* **STATED TASK**:
Output exactly the lines from the line with "Task: look at the photo below." through the end of the records below. Include nothing else.

[Stored items from a collection]
>> Begin

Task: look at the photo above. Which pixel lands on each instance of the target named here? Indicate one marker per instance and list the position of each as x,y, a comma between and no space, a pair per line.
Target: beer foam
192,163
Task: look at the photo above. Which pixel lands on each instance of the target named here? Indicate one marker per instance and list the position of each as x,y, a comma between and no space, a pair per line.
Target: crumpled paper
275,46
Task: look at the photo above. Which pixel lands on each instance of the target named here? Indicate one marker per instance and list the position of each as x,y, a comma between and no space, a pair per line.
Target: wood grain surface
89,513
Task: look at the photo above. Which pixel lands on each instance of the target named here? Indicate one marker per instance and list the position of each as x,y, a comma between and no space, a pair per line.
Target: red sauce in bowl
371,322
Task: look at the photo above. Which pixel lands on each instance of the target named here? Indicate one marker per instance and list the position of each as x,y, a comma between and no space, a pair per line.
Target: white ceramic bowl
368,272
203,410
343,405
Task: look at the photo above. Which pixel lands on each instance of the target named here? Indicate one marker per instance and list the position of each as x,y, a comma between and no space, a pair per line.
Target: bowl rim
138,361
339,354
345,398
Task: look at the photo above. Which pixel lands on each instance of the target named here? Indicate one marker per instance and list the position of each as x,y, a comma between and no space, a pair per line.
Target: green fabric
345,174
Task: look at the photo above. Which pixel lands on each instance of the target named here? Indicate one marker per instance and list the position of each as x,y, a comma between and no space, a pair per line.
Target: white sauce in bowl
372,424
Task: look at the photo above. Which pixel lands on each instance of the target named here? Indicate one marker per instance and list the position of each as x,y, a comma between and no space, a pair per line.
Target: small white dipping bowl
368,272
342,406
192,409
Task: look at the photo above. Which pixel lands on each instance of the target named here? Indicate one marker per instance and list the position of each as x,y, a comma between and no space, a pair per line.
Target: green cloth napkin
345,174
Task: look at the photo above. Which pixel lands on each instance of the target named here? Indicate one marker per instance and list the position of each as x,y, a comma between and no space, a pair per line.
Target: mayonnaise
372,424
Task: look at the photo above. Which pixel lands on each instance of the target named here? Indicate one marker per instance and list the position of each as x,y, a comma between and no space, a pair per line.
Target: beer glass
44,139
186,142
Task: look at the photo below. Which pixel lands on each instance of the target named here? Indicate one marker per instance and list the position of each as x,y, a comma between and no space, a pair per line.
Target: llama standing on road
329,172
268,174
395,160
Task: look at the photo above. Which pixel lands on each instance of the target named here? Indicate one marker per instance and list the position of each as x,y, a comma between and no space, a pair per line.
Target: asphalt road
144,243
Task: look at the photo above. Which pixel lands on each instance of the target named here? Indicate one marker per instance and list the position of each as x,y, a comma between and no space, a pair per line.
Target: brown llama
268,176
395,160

>> End

* **CORRECT ANSWER**:
Task: look at the photo below. Which pixel lands on each instance of the target named here? Indicate one marker per instance and list the position of each as x,y, a comma between and no space, a pair per line.
Target: llama standing on road
329,172
268,174
395,160
Task: look at the photo above. Which pixel lands on each instance of the target named here? Indicate one marker per instance and list the position of each as x,y, a comma between and no space, a pair per line.
Target: asphalt road
144,243
Task: look at the photo above. Which pixel lands on each instance of the target named here? Indicate one marker per instance and list the position of each as x,y, a comma between and no space, a pair per line.
Target: brown llama
268,176
395,160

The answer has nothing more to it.